---------- Extract

Kyorin partners Hyfe to develop DTx for chronic cough

Kyorin Pharma has signed a deal with digital health firm Hyfe to develop a digital therapeutic (DTx) for people with chronic cough and launch it in Japan.
Hyfe's platform uses artificial intelligence to monitor coughing patterns by recording factors like volume, frequency, amplitude, and context whilst running in the background on an iOS or Android device, and has already been used in clinical trials and for patient monitoring. The company says it can track and detect cough with more than 99% accuracy on any mic-enabled device with no need for patient intervention.
For a couple of years, Hyfe has been working to go a step further, turning the app into a full-fledged DTx by layering in various behavioural therapy techniques that can help patients suppress the urge to cough. Kyorin will now assist in the process and bring the DTx to the Japanese market.

--------------------
---------- Records

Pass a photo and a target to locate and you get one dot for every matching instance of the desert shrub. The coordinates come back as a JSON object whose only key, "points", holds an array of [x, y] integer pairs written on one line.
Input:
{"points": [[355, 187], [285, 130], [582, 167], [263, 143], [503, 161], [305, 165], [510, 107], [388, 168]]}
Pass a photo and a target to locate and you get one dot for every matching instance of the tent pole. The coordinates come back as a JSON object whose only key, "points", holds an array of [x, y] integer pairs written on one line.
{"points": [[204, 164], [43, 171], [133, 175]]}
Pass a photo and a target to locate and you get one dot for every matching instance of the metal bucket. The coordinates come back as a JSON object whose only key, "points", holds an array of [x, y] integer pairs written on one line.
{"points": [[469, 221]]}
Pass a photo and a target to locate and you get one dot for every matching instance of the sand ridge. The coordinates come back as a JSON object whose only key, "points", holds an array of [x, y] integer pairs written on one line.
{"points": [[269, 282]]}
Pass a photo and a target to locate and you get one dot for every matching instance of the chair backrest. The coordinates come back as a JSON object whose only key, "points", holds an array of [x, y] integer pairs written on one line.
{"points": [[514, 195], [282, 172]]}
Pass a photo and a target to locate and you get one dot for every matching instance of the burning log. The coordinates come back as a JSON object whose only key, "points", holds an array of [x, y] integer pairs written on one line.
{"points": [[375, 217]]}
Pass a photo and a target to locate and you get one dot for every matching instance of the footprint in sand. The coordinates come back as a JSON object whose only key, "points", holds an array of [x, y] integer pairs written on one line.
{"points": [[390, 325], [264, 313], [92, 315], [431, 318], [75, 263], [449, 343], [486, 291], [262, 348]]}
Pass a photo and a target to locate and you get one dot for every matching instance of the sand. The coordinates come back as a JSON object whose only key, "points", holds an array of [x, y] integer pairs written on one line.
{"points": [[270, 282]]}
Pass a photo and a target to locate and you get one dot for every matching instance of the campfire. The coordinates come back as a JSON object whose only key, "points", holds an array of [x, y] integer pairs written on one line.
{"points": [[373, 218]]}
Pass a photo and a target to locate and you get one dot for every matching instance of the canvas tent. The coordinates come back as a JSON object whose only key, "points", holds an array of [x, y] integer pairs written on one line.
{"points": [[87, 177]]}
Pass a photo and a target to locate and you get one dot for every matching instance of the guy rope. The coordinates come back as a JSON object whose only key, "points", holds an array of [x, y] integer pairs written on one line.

--------------------

Required work:
[1] In the article on the Kyorin–Hyfe deal, what is layered into Hyfe's app to make it a full-fledged DTx, and what are those additions meant to do for patients?
[2] Transcribe the part of the article on the Kyorin–Hyfe deal starting with "Kyorin Pharma has" and going on through "the Japanese market.".
[3] Write the next part of the article on the Kyorin–Hyfe deal, picking up after its final sentence.

Responses:
[1] Various behavioral therapy techniques are layered into the app. They can help patients suppress the urge to cough.

[2]
Kyorin Pharma has signed a deal with digital health firm Hyfe to develop a digital therapeutic (DTx) for people with chronic cough and launch it in Japan.
Hyfe's platform uses artificial intelligence to monitor coughing patterns by recording factors like volume, frequency, amplitude, and context whilst running in the background on an iOS or Android device, and has already been used in clinical trials and for patient monitoring. The company says it can track and detect cough with more than 99% accuracy on any mic-enabled device with no need for patient intervention.
For a couple of years, Hyfe has been working to go a step further, turning the app into a full-fledged DTx by layering in various behavioural therapy techniques that can help patients suppress the urge to cough. Kyorin will now assist in the process and bring the DTx to the Japanese market.

[3]
"This is a major step forward in addressing a highly underserved medical condition; by transforming a therapy previously confined to in-person settings, we are dramatically expanding access to millions worldwide who struggle with chronic cough," said Dr Peter Small, Hyfe's chief medical officer.
He added that the combination of Kyorin's expertise in respiratory medicine and Hyfe's AI will create "opportunities for deeper patient engagement, more precise treatment understanding, and improved patient outcomes."
Under the terms of the deal, Kyorin will pay Hyfe milestone payments tied to the progress of developing and commercialising the DTx product, as well as royalties based on net sales if it reaches the market.
It has been estimated that chronic cough affects up to 10% of the global population, and can have a significant physical, psychological, and social impact on patients' lives.
Around one in five of them get no benefit from standard drug treatments, such as opioids and corticosteroids and, while newer drug therapies like MSD's P2X3 receptor antagonist Lyfnua (gefapixant) have started to become available in some markets, including Japan, there is still a pressing need for new treatment options.
Hyfe believes its training approach, a digital form of behavioural cough suppression therapy (BCST), is one answer.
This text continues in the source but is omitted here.